Supplied entries:
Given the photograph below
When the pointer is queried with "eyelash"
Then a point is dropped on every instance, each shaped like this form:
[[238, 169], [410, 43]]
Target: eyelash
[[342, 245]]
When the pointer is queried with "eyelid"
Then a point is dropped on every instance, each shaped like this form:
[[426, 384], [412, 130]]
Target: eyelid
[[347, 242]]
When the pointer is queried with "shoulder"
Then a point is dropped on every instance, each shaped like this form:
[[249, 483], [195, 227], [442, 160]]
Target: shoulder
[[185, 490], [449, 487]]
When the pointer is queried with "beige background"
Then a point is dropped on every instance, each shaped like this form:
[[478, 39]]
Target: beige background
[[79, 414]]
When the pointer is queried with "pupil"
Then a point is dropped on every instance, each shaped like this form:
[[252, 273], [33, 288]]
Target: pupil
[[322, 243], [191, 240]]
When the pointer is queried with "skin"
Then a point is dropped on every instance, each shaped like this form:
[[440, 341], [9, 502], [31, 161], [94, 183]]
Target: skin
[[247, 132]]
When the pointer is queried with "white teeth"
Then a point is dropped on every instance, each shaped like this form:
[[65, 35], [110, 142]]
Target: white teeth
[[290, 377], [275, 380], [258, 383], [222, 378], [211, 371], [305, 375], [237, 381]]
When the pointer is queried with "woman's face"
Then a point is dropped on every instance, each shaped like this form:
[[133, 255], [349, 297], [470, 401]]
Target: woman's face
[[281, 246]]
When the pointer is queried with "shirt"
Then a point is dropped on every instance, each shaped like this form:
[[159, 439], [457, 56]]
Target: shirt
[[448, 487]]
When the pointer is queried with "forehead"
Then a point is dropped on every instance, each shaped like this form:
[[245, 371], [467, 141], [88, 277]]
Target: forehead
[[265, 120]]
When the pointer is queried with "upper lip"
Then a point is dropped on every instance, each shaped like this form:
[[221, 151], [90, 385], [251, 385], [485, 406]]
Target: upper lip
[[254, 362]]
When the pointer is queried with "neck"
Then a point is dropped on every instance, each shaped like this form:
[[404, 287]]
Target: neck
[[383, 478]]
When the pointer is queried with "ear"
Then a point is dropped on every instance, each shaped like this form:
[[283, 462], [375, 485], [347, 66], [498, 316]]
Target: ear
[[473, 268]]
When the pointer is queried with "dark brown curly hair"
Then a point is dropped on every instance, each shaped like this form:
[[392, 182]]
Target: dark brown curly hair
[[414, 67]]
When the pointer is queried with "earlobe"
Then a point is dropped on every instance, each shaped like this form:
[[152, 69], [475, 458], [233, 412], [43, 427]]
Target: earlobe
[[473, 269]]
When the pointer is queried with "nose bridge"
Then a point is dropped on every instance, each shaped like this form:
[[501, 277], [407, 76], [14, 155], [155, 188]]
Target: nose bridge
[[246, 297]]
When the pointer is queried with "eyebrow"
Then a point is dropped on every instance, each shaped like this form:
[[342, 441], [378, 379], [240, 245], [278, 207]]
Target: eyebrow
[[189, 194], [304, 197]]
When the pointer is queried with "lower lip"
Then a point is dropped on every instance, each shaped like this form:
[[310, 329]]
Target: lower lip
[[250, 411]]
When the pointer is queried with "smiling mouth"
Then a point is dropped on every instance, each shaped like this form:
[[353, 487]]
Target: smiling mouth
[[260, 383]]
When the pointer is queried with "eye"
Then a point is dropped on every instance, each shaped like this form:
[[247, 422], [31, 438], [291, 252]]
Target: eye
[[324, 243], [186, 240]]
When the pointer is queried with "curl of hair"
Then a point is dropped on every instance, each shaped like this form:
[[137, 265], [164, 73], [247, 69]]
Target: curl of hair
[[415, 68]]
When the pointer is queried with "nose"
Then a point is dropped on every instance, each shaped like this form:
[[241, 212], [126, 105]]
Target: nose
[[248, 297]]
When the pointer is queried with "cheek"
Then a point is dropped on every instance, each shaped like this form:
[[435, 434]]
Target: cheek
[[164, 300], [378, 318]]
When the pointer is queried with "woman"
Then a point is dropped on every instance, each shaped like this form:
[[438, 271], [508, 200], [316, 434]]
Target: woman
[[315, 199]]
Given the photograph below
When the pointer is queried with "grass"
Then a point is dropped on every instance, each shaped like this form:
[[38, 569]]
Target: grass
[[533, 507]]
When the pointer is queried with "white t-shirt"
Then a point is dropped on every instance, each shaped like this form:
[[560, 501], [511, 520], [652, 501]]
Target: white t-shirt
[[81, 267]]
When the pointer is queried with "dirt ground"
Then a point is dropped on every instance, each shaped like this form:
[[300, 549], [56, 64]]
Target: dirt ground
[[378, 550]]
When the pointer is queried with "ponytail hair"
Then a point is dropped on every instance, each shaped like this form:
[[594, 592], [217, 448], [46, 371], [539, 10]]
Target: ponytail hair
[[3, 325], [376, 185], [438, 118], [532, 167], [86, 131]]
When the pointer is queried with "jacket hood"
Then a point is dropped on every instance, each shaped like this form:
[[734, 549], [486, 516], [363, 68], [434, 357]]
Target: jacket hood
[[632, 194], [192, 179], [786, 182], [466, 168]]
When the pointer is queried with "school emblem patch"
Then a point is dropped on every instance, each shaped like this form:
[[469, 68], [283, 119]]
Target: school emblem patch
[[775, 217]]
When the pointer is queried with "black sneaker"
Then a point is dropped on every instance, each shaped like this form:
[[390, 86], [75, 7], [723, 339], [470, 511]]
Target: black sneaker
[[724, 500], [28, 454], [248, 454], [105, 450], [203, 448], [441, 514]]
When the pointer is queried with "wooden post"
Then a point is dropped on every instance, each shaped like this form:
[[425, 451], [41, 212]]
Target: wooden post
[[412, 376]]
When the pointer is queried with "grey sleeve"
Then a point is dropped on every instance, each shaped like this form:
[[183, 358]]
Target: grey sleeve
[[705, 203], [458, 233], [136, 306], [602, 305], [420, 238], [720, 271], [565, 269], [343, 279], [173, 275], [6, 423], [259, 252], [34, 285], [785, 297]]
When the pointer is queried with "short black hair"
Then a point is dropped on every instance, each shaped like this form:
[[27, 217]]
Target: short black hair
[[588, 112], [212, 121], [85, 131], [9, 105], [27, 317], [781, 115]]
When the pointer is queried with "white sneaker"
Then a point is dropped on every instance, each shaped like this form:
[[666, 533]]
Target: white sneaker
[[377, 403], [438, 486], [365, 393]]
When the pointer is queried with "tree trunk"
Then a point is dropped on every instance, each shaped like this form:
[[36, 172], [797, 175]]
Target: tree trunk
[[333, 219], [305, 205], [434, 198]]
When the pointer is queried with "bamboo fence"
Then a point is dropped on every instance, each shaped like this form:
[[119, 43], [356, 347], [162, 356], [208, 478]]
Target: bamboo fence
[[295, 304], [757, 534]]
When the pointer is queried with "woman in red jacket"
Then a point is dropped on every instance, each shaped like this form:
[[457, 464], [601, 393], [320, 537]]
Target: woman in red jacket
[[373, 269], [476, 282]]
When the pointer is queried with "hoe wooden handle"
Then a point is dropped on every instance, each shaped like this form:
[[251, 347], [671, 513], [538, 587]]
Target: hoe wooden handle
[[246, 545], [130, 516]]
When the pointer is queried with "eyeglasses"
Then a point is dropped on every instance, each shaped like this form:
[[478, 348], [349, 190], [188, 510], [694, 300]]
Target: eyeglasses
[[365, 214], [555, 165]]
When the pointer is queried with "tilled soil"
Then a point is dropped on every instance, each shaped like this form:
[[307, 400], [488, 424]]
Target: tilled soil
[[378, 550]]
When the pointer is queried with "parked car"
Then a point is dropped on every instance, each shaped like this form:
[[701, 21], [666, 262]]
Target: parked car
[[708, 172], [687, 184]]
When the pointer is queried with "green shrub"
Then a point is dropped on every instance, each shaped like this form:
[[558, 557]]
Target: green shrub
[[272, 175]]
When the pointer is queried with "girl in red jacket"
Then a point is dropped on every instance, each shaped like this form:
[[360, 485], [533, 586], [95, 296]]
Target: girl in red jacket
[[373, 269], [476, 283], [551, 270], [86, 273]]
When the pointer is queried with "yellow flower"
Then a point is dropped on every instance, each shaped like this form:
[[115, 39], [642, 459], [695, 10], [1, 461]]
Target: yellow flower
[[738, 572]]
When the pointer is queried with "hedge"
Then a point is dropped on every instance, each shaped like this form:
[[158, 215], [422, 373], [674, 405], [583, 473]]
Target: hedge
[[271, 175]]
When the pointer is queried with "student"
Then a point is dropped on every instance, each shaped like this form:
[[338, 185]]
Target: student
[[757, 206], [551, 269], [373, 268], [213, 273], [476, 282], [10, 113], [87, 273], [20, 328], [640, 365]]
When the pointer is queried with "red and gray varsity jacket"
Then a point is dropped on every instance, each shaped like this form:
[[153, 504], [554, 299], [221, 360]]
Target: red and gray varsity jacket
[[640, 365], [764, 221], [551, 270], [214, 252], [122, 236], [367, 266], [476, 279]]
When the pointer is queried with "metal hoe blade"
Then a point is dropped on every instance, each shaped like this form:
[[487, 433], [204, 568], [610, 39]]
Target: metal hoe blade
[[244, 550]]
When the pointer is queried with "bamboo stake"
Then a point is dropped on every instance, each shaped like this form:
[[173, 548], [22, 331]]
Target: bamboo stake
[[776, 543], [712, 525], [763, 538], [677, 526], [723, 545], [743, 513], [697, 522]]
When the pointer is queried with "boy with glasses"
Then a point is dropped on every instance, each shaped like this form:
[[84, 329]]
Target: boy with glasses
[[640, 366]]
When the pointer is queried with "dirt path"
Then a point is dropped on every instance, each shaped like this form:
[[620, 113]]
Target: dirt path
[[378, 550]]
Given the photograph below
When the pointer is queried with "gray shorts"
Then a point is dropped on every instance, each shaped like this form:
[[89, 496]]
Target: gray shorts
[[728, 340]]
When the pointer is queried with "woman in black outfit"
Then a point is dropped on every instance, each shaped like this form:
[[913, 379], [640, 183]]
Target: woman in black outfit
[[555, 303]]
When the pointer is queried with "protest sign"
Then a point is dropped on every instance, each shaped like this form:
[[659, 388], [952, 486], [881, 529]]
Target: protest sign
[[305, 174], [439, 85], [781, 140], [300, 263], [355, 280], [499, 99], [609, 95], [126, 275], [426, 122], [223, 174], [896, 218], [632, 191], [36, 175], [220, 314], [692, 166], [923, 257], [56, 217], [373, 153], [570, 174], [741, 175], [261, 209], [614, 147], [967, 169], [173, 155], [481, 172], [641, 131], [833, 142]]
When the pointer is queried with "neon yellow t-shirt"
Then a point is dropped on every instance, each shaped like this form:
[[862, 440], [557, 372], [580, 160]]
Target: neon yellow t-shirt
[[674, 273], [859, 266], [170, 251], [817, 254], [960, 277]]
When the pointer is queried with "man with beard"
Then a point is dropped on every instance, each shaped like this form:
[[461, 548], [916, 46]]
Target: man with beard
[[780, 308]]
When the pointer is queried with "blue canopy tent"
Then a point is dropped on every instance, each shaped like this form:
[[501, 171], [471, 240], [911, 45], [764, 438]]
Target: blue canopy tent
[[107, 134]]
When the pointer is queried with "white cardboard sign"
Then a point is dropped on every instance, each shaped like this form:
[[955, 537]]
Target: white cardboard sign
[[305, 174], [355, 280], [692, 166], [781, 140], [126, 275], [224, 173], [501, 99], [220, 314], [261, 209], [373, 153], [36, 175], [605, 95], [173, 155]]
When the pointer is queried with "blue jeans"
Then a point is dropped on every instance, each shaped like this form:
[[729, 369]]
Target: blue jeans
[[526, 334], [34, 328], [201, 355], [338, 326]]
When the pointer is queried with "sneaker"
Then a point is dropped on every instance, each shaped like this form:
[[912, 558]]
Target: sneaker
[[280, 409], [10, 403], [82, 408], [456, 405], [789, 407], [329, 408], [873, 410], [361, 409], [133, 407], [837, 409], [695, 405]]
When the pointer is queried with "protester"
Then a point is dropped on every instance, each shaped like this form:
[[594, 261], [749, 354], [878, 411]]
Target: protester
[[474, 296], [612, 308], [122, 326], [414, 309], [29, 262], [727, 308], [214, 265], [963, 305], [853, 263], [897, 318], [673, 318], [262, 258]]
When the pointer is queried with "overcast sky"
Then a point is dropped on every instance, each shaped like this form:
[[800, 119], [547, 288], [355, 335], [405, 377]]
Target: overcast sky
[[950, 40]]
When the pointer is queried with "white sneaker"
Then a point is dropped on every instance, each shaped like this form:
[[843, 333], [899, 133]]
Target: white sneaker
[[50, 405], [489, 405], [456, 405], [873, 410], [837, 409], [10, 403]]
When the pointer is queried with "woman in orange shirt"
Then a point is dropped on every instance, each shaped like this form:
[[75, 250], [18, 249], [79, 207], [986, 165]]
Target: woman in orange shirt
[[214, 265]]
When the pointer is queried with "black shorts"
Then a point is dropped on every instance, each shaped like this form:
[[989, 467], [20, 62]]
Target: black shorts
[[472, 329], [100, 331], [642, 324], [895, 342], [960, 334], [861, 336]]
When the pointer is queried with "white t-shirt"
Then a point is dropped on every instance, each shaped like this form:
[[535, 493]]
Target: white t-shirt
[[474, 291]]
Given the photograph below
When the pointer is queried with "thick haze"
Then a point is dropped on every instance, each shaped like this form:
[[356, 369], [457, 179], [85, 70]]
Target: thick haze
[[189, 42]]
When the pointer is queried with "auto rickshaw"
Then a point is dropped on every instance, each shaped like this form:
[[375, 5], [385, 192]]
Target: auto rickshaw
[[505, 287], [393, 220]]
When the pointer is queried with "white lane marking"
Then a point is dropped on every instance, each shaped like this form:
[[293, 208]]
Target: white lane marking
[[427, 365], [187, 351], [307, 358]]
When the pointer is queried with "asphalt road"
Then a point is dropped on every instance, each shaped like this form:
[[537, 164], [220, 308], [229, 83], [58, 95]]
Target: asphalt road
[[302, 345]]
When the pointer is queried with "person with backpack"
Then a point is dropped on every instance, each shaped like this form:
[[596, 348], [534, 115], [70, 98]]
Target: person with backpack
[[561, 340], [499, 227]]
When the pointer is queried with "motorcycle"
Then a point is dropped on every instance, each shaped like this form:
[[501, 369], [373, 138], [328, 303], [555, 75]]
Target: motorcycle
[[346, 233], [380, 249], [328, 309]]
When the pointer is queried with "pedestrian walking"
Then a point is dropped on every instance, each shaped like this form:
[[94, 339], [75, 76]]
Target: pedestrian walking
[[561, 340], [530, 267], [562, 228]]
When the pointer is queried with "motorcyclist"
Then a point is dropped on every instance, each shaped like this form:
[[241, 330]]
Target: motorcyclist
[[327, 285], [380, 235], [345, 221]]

Task statement:
Rewrite the rows from the very first line through the line with "375], [237, 381]]", putting "marker" wherever "pointer" appears and leaving everything else as it is.

Output of the exercise:
Given the photograph below
When the marker is queried with "eyelash"
Then a point is dropped on every instance, each shaped like this form:
[[238, 169], [410, 43]]
Target: eyelash
[[342, 245]]
When the marker is queried with "eyelid"
Then a point is dropped on every instance, each shaped like this form:
[[426, 384], [412, 130]]
Target: eyelid
[[347, 242]]
When the marker is queried with "shoulder"
Then a point is dropped on every instance, each shaped like this form:
[[249, 483], [195, 227], [442, 160]]
Target: shoulder
[[185, 490], [449, 487]]
When the marker is queried with "beige background"
Then a point is dropped on every instance, each shaped like this form:
[[478, 39]]
Target: beige background
[[79, 414]]
When the marker is queried with "pupil"
Then a point is dropped on every instance, each shaped like this form:
[[252, 273], [33, 288]]
Target: pupil
[[322, 243], [191, 240]]
When the marker is queried with "skin"
Then a point is dropped on every instance, each shaped like this form:
[[440, 341], [9, 502], [31, 161], [94, 183]]
Target: skin
[[247, 132]]
When the marker is queried with "white teeth"
Then a point is dropped on every instance, each shaped like this form:
[[65, 35], [110, 142]]
Target: white teeth
[[290, 377], [275, 380], [258, 383], [222, 378], [211, 371], [305, 375], [237, 381]]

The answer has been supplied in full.